> [Texto del documento]
* * *

Los presos ya no llevan cadenas, como en los años cincuenta, la época que describe José León Sánchez en su novela verídica La isla de los hombres solos. Las cadenas van por dentro. Hoy, los centros penitenciarios de Costa Rica tienen departamentos de educación formal y no formal, capacitación profesional y talleres facilitados por las mismas autoridades, así como cursos impartidos por grupos externos.
El Instituto Latinoamericano de Prevención y Educación en Salud (ILPES) está impartiendo talleres de creación, autoestima, agresión, SIDA y prevención en el centro para mujeres El Buen Pastor, y cursos de computación y asesoría en la elaboración de un periódico, La Gaceta Penitenciaria, en el penal para varones San Sebastián. Pude participar en varias sesiones de los talleres de poesía en ambas instituciones carcelarias.
Aquí se cuentan historias poco “poéticas", si la poesía se entiende como privilegio de una clase, un grupo de eruditos, el lujo de los que no tienen que ganarse cada pedazo de pan; pero las historias tal vez contengan poesía en un sentido más oscuro, más áspero, más profundo.
“Si mi suegra no me quiere…”
Entra junto con los otros presos a la Sala de Cómputo del Penal de San Sebastián. Es un joven moreno, de bigote fino. Apenas se sienta, se empieza a mover en su silla, pero no abre la boca.
Por entre las rejas negras se cuela el calor del laberinto de la prisión. El hacinamiento es un número: 1.090 internos donde debería haber un máximo de 475. El hacinamiento es también es un vaho, un olor a muchos hombres, un murmullo incesante punzado por gritos, risas y llamados. En la Sala de Cómputo, los diez hombres empiezan a hablar desde su lugar, en una rueda improvisada con las sillas, pero el ruido de afuera dificulta la conversación.

* * *

> [Material extraído]
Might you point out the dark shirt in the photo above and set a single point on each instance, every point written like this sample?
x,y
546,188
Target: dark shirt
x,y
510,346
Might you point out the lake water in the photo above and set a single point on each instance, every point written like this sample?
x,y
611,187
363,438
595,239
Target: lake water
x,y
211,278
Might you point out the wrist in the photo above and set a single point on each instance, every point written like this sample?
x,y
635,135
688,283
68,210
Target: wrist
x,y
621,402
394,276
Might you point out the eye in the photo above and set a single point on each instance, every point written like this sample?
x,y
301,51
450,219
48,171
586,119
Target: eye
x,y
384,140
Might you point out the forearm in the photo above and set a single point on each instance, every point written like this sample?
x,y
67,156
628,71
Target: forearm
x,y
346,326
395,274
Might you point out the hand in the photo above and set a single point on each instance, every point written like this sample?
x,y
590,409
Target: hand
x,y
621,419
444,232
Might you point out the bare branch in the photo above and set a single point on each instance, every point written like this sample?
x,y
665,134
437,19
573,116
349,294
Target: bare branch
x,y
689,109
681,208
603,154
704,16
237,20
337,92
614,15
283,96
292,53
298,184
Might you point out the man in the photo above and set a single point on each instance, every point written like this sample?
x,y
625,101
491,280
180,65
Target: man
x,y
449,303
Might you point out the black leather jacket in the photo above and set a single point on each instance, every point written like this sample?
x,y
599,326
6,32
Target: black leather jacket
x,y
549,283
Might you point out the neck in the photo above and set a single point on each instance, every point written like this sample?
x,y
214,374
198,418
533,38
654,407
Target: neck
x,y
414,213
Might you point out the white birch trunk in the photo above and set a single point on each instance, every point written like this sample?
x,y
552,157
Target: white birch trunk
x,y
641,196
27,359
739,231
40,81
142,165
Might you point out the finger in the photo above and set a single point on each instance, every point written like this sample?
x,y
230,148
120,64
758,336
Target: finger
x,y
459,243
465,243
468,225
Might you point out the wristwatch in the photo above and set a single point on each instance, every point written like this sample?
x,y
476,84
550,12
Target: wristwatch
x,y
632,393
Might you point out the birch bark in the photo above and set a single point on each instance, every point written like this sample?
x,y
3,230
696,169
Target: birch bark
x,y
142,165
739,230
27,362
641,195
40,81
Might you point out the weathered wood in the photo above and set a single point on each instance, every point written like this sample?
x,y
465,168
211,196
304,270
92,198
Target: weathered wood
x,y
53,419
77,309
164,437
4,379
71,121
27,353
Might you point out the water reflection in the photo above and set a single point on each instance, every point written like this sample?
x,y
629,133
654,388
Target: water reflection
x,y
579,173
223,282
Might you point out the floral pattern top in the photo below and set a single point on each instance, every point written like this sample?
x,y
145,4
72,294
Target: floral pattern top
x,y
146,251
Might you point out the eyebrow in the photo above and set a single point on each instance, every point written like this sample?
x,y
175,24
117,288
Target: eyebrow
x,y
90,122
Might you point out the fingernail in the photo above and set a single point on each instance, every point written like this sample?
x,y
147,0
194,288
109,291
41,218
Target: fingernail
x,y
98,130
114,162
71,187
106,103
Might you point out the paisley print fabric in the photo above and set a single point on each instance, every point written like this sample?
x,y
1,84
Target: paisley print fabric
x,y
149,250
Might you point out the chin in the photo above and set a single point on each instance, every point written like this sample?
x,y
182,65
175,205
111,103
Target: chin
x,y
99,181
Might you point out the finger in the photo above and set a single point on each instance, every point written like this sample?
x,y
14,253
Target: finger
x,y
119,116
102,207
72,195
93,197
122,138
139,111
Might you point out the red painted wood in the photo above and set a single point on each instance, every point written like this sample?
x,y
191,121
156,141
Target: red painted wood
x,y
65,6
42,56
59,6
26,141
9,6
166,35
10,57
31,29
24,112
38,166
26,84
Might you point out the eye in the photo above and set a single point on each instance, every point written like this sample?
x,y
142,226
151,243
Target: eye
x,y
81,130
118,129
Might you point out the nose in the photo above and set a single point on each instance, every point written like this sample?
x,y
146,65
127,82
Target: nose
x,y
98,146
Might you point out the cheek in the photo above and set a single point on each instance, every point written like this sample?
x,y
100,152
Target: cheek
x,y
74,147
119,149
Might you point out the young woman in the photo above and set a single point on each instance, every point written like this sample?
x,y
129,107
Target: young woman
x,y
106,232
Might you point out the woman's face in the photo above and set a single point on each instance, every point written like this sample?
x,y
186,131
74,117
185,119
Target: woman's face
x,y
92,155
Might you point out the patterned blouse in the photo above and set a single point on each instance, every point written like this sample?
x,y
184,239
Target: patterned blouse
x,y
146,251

* * *

> [Tareas escritas]
**1.** Enumere todos los temas de los talleres que, según el texto sobre las cárceles costarricenses, imparte el ILPES en el centro para mujeres El Buen Pastor.
**2.** Según el texto sobre las cárceles costarricenses, ¿cuántos internos hay en el penal de San Sebastián y cuál debería ser el máximo?
**3.** Reproduzca el fragmento del texto sobre las cárceles costarricenses que va desde "Entra junto con" hasta "abre la boca.", ambos incluidos.
Los registros no guardan relación alguna con el texto sobre las cárceles costarricenses.

> [Resultados del ejercicio]
**1.** Creación, autoestima, agresión, SIDA y prevención.

**2.** Hay 1.090 internos donde debería haber un máximo de 475.

**3.**
Entra junto con los otros presos a la Sala de Cómputo del Penal de San Sebastián. Es un joven moreno, de bigote fino. Apenas se sienta, se empieza a mover en su silla, pero no abre la boca.